TASK BRIEF: Give the records below as a two-column CSV headed instruction and response, with one row per record covering all of them. Put each record's text in the instruction field and its answer in the response field, quoting both fields and turning line breaks into spaces.

INFORMATION SHOWN:
#####

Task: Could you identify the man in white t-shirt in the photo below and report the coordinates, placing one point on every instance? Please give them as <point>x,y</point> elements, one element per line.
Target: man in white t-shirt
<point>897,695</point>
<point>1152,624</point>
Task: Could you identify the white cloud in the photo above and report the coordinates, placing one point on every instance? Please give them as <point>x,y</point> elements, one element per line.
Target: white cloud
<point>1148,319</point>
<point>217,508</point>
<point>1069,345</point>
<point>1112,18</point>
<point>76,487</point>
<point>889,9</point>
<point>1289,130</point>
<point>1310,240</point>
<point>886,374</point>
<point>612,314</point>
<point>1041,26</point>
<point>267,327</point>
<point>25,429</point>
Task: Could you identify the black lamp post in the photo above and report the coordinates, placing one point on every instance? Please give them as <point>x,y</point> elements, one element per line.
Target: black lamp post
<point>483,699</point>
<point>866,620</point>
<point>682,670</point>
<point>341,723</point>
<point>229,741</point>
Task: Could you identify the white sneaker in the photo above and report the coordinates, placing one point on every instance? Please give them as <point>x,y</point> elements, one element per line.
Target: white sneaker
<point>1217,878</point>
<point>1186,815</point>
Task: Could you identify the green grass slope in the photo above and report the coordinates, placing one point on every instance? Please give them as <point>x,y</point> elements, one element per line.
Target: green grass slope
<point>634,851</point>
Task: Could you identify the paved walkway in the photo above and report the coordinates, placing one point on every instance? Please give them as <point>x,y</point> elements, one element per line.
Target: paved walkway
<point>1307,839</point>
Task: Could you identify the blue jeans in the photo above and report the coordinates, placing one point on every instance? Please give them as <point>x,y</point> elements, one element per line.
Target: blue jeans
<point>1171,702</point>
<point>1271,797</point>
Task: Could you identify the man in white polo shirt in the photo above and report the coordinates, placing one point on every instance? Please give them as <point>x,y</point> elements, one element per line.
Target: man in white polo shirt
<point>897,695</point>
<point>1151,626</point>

#####

WRITTEN REPLY:
instruction,response
"Task: Could you identify the man in white t-shirt in the photo below and report the coordinates, placing one point on every instance? Please give them as <point>x,y</point> elements, one element per line. Target: man in white t-shirt","<point>897,695</point> <point>1152,624</point>"
"Task: Could you identify the white cloud in the photo above and report the coordinates, placing one point on every instance? Please give them as <point>x,y</point> elements, one element per line. Target: white cloud","<point>1148,319</point> <point>217,508</point> <point>1069,345</point> <point>1112,18</point> <point>76,487</point> <point>889,9</point> <point>1289,130</point> <point>1310,240</point> <point>886,374</point> <point>612,314</point> <point>1041,26</point> <point>267,327</point> <point>25,429</point>"
"Task: Could you identify the black lamp post in the photo above and report the coordinates, placing one point on every instance? Please give them as <point>x,y</point> elements, one element per line. Target: black lamp post","<point>483,699</point> <point>866,620</point> <point>682,670</point> <point>341,723</point> <point>229,741</point>"
"Task: Could you identify the white sneaker in the photo above and report the coordinates, placing one point on every instance? Please give them as <point>x,y</point> elements, one element per line. Target: white sneaker","<point>1217,878</point> <point>1186,815</point>"
"Task: Could you identify the green grass slope in the photo above and report the coordinates, placing one point on every instance? Please give them as <point>x,y</point> elements, one element per line. Target: green grass slope","<point>634,851</point>"
"Task: Could you identify the paved walkway in the photo above and report the coordinates, placing one point on every instance? Please give them as <point>x,y</point> elements, one element per line. Target: paved walkway","<point>1307,839</point>"
"Task: Could you identify the blue jeans in the photo above and report the coordinates, placing one point on every instance? Please give them as <point>x,y</point> elements, one element per line. Target: blue jeans","<point>1171,702</point> <point>1271,797</point>"
"Task: Could you identify the man in white polo shirt in the photo above and report the coordinates, placing one point on every instance? Please give them as <point>x,y</point> elements, one element per line. Target: man in white polo shirt","<point>897,695</point> <point>1151,626</point>"